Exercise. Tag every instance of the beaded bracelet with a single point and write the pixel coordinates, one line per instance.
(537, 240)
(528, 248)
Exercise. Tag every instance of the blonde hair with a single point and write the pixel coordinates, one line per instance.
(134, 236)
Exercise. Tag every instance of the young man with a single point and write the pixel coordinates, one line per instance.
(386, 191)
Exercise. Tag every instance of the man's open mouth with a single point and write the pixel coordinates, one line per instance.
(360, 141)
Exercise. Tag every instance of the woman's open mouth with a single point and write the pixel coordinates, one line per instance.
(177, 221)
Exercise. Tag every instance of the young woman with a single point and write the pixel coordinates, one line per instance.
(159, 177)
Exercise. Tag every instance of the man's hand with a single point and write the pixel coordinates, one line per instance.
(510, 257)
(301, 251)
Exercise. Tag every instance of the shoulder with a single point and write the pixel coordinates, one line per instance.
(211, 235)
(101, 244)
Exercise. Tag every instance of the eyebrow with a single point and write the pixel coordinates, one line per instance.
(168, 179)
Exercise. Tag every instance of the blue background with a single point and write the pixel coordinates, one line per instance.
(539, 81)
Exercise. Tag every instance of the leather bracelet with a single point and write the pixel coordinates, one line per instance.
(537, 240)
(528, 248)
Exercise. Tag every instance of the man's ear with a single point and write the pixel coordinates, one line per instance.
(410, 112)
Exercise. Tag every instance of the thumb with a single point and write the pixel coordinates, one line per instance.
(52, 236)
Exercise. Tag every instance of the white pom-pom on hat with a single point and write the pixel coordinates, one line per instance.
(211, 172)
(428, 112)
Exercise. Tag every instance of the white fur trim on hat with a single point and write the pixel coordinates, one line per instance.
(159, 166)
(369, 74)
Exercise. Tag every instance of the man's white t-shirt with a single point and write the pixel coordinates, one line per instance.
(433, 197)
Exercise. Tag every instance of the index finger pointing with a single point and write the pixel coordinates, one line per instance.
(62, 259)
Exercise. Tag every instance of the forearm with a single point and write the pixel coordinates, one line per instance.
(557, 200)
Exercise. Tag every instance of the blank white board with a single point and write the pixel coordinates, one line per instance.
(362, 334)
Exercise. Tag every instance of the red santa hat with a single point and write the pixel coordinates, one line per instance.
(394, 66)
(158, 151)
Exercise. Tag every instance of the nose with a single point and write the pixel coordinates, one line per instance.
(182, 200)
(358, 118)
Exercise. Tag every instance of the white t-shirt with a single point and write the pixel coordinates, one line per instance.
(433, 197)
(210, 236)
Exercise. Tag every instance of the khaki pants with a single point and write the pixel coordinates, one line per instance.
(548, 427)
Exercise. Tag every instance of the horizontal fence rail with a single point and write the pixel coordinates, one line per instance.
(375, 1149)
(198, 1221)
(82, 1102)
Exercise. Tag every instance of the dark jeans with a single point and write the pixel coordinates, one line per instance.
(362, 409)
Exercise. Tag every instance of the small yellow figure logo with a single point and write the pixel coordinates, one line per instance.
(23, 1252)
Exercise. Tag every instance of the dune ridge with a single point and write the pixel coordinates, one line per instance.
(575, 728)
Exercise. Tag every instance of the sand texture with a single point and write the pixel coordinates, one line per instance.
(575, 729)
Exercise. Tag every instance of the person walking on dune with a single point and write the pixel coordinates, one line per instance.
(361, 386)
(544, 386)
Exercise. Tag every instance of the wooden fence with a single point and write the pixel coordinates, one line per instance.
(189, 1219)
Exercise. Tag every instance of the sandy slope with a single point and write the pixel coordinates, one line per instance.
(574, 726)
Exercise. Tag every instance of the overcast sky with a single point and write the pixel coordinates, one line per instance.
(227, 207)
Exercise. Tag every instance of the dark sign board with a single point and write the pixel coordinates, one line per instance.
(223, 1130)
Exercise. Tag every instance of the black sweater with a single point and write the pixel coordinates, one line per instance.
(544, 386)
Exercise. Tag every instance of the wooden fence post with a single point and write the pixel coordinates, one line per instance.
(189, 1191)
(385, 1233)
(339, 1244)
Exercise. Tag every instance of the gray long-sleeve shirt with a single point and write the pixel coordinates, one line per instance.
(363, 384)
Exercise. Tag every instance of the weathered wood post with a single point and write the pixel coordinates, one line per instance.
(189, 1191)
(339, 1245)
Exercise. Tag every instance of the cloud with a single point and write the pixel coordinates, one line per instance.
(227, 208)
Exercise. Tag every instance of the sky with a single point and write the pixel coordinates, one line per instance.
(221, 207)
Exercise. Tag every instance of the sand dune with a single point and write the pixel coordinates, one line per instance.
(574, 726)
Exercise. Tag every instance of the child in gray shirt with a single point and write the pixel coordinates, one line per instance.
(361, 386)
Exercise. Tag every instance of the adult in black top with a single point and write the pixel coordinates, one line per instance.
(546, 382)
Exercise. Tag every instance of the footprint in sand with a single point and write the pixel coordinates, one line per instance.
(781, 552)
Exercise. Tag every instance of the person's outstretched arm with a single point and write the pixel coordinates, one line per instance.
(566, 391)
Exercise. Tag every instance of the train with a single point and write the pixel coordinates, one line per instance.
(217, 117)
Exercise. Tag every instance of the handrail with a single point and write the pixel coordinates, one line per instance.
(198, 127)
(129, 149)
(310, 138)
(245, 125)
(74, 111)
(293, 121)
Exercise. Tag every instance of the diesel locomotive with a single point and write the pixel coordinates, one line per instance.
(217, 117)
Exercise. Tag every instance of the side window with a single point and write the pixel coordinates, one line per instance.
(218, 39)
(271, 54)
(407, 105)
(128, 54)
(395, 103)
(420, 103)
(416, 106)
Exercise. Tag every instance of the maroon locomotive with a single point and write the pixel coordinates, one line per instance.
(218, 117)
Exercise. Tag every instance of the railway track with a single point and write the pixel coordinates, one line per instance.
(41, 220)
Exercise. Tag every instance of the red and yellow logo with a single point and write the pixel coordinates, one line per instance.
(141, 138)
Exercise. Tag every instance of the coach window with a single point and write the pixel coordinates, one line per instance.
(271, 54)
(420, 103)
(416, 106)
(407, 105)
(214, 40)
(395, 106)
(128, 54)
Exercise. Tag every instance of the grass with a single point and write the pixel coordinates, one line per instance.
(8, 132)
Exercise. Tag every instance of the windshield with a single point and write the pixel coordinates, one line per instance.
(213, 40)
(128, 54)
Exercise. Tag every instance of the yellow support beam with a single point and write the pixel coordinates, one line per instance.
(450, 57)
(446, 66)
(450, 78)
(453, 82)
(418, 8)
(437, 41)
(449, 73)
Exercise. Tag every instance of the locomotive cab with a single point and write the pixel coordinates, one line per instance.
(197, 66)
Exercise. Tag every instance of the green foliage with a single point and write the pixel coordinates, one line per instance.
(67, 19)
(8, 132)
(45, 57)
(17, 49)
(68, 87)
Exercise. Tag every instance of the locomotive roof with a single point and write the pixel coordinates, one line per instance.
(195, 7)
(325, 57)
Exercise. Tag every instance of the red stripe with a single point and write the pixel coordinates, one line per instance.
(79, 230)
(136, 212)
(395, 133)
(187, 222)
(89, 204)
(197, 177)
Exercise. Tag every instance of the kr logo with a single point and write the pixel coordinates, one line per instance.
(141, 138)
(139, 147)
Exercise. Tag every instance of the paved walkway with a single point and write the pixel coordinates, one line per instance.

■ ■ ■ ■

Problem to solve: Set down the entries verbatim, leaving none out.

Expected answer:
Exercise. Tag every instance of the beaded bracelet with a single point and write the pixel coordinates, one line per instance.
(537, 240)
(528, 248)
Exercise. Tag every instance of the blonde hair with a single point and write the pixel coordinates, one line per instance.
(134, 236)
Exercise. Tag every instance of the young man with a single point and write the pixel coordinates, one line per instance.
(386, 191)
Exercise. Tag every instance of the man's open mouth with a single point and write the pixel coordinates, one line per instance.
(360, 141)
Exercise. Tag every instance of the woman's open mouth with a single point and write the pixel coordinates, one line per instance.
(177, 221)
Exercise. Tag every instance of the young woman with a single point and write the pixel coordinates, one line per instance.
(159, 177)
Exercise. Tag every instance of the man's hand with a single point and write the pixel coordinates, one line per instance.
(510, 257)
(301, 251)
Exercise. Tag every instance of the shoulder with a single point and write the pixel coordinates, one line per instance.
(211, 235)
(101, 244)
Exercise. Tag every instance of the eyebrow with a single point and write the pixel coordinates, one line per instance.
(168, 179)
Exercise. Tag every instance of the blue background with a single point and write the pixel coordinates, one line per instance.
(539, 81)
Exercise. Tag every instance of the leather bracelet with a single point and write the pixel coordinates, one line per instance.
(537, 240)
(528, 248)
Exercise. Tag every instance of the man's ear with a single point and write the pixel coordinates, one line per instance.
(410, 112)
Exercise. Tag every instance of the thumb with a single point and write the pixel coordinates, one line per instance.
(52, 236)
Exercise. Tag every instance of the white pom-pom on hat with a single point and write the pixel coordinates, one line per instance.
(211, 172)
(428, 112)
Exercise. Tag every instance of the white fur trim on hat with a single point and write the pixel coordinates, one line per instance.
(159, 166)
(369, 74)
Exercise. Tag every instance of the man's white t-shirt with a single point and write the pixel coordinates, one line per instance.
(433, 197)
Exercise. Tag every instance of the index finger pointing with a single point and write the pixel coordinates, one line per instance.
(62, 259)
Exercise. Tag every instance of the forearm with a single point and write the pixel coordinates, one line per instance.
(557, 200)
Exercise. Tag every instance of the blank white board with a single point and write the pixel coordinates, one line per instance.
(362, 334)
Exercise. Tag every instance of the red santa hat with a single point and write the pixel coordinates, one line per instance.
(394, 66)
(158, 151)
Exercise. Tag every instance of the nose with a single point and write the pixel coordinates, one line per instance.
(182, 200)
(358, 118)
Exercise. Tag every instance of the white t-shirt with a single point and write the pixel coordinates, one line per instance.
(433, 197)
(210, 236)
Exercise. Tag every instance of the khaki pants with a single point and write the pixel coordinates, one line per instance.
(548, 427)
Exercise. Tag every instance of the horizontal fence rail with a single point and write the pixel coordinates, one line per instance.
(375, 1149)
(198, 1221)
(82, 1102)
Exercise. Tag every instance of the dark jeans with a single point and write the pixel coordinates, one line per instance.
(362, 409)
Exercise. Tag every instance of the small yellow figure logo with a single point and write the pixel coordinates, one line per instance.
(23, 1252)
Exercise. Tag every instance of the dune ridge with a single point and write the pixel coordinates, one line per instance.
(575, 728)
Exercise. Tag every instance of the sand texture with a single point and write the pixel coordinates, one line per instance.
(575, 729)
Exercise. Tag every instance of the person walking on dune with a single point and write the pixel coordinates, one line per instance.
(361, 386)
(544, 386)
Exercise. Tag every instance of the wooden fence with a single point and write the pixel coordinates, one line per instance.
(189, 1219)
Exercise. Tag every instance of the sandy slope with a single point and write the pixel coordinates, one line per instance.
(574, 726)
Exercise. Tag every instance of the overcast sky with a single point and write the pixel coordinates, one line per instance.
(227, 207)
Exercise. Tag every instance of the dark sign board with a single point and write the pixel coordinates, one line per instance.
(223, 1130)
Exercise. Tag every instance of the black sweater with a single point and write the pixel coordinates, one line per instance.
(544, 386)
Exercise. Tag every instance of the wooden fence post with a single point and write the pixel coordinates, one line per instance.
(189, 1191)
(385, 1233)
(339, 1244)
Exercise. Tag every instance of the gray long-sleeve shirt with a single point and write the pixel coordinates, one line per instance.
(363, 384)
Exercise. Tag every instance of the weathered wood post with a single point and write the pixel coordinates, one line per instance.
(189, 1191)
(339, 1245)
Exercise. Tag every instance of the cloud with a single point and write the pixel coordinates, one line per instance.
(227, 208)
Exercise. Tag every instance of the sky with a single point and write the pixel coordinates, one line per instance.
(221, 207)
Exercise. Tag every instance of the sand dune with a single point and write the pixel coordinates, one line per instance.
(574, 726)
Exercise. Tag every instance of the child in gray shirt with a single point and write the pixel coordinates, one line per instance.
(361, 386)
Exercise. Tag every instance of the adult in black top with a single point and write the pixel coordinates, one line per instance.
(546, 382)
Exercise. Tag every instance of the footprint in sand with a single point and write the pixel coordinates, one line per instance.
(781, 552)
Exercise. Tag every instance of the person's outstretched arm with a single point and write the pixel coordinates, one line per instance.
(566, 391)
Exercise. Tag every instance of the train with a single point and write the pixel coordinates, one line per instance.
(217, 117)
Exercise. Tag every instance of the handrail with a single point and write the pixel coordinates, one line per instance.
(198, 127)
(129, 149)
(310, 138)
(245, 125)
(74, 111)
(293, 121)
Exercise. Tag every instance of the diesel locomotive with a single point and write the pixel coordinates, one line per instance.
(217, 117)
Exercise. Tag every instance of the side window with a single point and write the pixel coordinates, one line per instance.
(218, 39)
(271, 54)
(407, 105)
(128, 54)
(395, 103)
(420, 103)
(416, 106)
Exercise. Tag every instance of the maroon locomotive with a single point and write the pixel coordinates, one line per instance.
(218, 117)
Exercise. Tag every instance of the railway track with a single point and write the pixel coordinates, one line per instance.
(41, 220)
Exercise. Tag every instance of the red and yellow logo with a single point and write the pixel coordinates, one line per instance.
(141, 138)
Exercise. Tag every instance of the coach window with a single point and write the pixel coordinates, one line per instance.
(271, 54)
(420, 103)
(416, 106)
(407, 105)
(214, 40)
(395, 106)
(128, 54)
Exercise. Tag every instance of the grass with a single point and write the pixel coordinates, one line per instance.
(8, 132)
Exercise. Tag every instance of the windshield with a single point and write the pixel coordinates, one line per instance.
(213, 40)
(128, 54)
Exercise. Tag every instance of the yellow support beam with a single point and write the pixel coordinates, one line per instance.
(450, 57)
(446, 66)
(450, 78)
(453, 82)
(418, 8)
(437, 41)
(449, 73)
Exercise. Tag every instance of the locomotive cab with a single point and write the pixel coordinates, one line per instance.
(197, 66)
Exercise. Tag every instance of the green foliage with a single point and write the pixel coordinates, one line per instance.
(67, 19)
(8, 132)
(45, 57)
(17, 49)
(68, 87)
Exercise. Tag every instance of the locomotive roof with a single point and write the pixel coordinates, one line per instance.
(195, 7)
(325, 57)
Exercise. Tag every instance of the red stripe with a single point and write the pixel coordinates, one line per instance.
(79, 230)
(136, 212)
(395, 133)
(187, 222)
(89, 204)
(197, 177)
Exercise. Tag every instance of the kr logo with a single point and write the pixel coordinates, one line per instance.
(141, 138)
(139, 147)
Exercise. Tag every instance of the paved walkway with a single point and write the pixel coordinates, one line per instance.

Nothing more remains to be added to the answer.